== A tarefa ==
Liste todas as crises que, de acordo com o texto extraído, o governo enfrenta.

Como já fiz antes, recebo esta responsabilidade como uma oportunidade para refletir sobre o Brasil, respeitando as diferenças de pensamento e os princípios democráticos, sem, no entanto, me omitir diante dos graves problemas que dominam o quadro político nacional.
Certo é que, desde a minha última coluna, em junho de 2014, a nossa situação se agravou muito.
Há hoje, dispersa, uma sensação preponderante de que o país vai mal e piora. São visíveis as contradições do governo central e seu crescente distanciamento da realidade.
Fatos consumados, como o aumento do preço da energia, da gasolina, de impostos e dos juros; o flagrante descrédito internacional; a inflação que torna mais custosa a sobrevivência; a precariedade dos serviços públicos, em especial da segurança e do atendimento à saúde, além da tentativa de, sem qualquer diálogo com a sociedade, cortar direitos dos trabalhadores –medida feita justamente pela presidente que disse que jamais o faria– geram forte indignação e tornam o cenário ainda mais delicado.
A esta altura, o governo não tem respostas para suas próprias incoerências e vive grave paralisia diante das múltiplas crises –de gestão, econômica, política e ética. Ao final, são problemas demais e providências de menos, confirmando a ausência de rumo.

Itens armazenados de uma coleção
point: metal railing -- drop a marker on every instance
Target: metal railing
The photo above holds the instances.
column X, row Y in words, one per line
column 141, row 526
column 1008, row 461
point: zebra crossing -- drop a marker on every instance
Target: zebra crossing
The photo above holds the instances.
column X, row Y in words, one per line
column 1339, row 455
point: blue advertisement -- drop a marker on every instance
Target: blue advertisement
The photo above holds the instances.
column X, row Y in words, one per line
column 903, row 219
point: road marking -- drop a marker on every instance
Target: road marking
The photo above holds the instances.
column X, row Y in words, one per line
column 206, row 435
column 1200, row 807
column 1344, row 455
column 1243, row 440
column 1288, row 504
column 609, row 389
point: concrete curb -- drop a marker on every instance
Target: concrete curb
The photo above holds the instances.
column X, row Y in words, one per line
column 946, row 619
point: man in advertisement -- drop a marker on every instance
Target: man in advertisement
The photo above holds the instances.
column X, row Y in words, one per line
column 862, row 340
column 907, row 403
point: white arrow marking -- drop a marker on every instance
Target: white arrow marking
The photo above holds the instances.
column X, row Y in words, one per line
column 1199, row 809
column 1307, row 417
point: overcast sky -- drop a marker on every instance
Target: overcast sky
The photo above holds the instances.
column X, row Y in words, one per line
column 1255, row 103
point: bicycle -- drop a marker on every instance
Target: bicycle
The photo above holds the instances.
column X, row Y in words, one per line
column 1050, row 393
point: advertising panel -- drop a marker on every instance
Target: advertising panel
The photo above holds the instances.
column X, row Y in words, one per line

==

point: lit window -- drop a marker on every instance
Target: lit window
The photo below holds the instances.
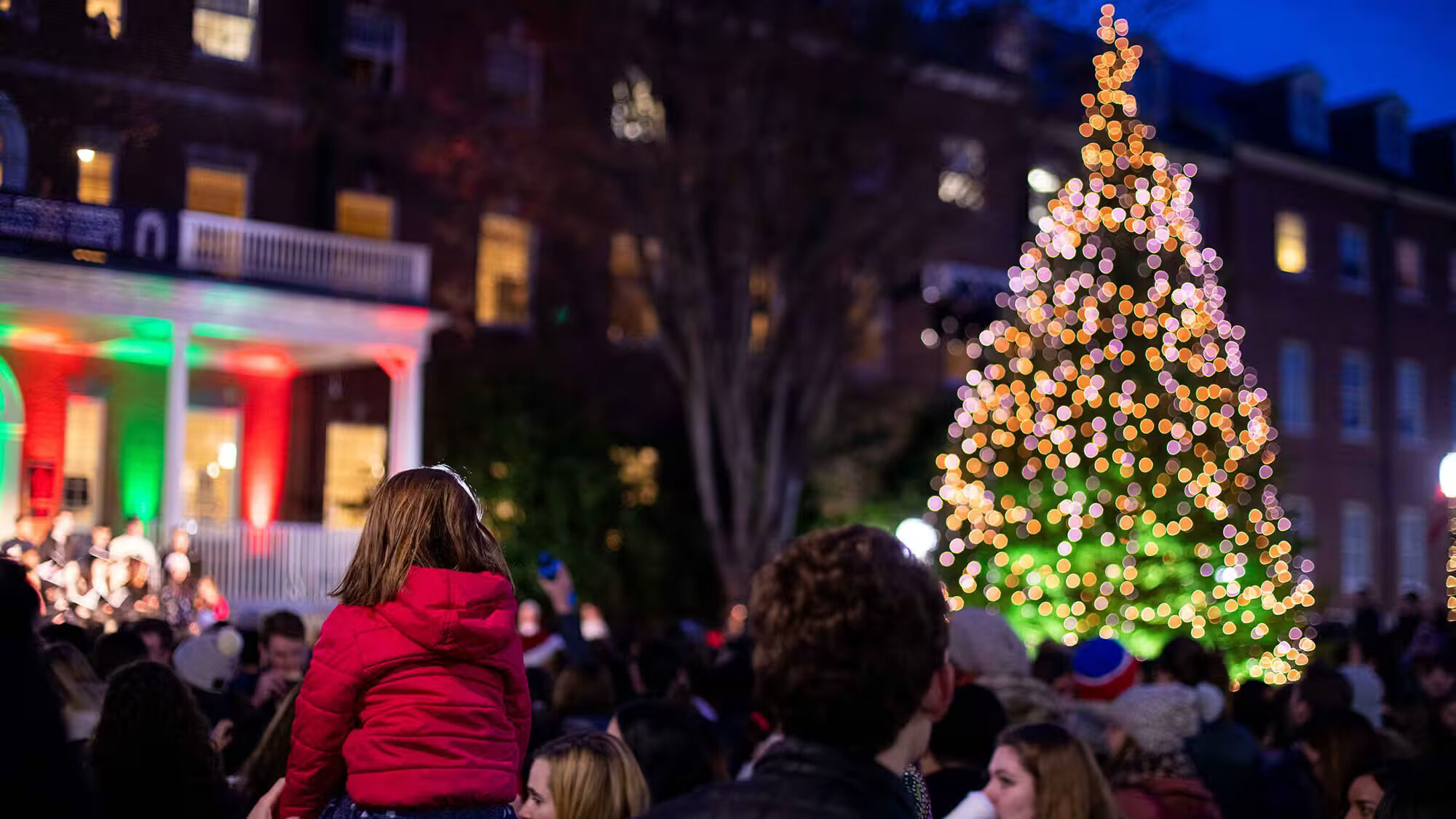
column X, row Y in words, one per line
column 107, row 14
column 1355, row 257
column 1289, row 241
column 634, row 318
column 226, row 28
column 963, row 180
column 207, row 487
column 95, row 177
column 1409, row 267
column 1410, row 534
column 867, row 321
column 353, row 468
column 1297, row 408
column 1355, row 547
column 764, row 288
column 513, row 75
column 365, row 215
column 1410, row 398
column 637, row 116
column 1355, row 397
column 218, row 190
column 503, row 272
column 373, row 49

== Resposta esperada ==
De gestão, econômica, política e ética.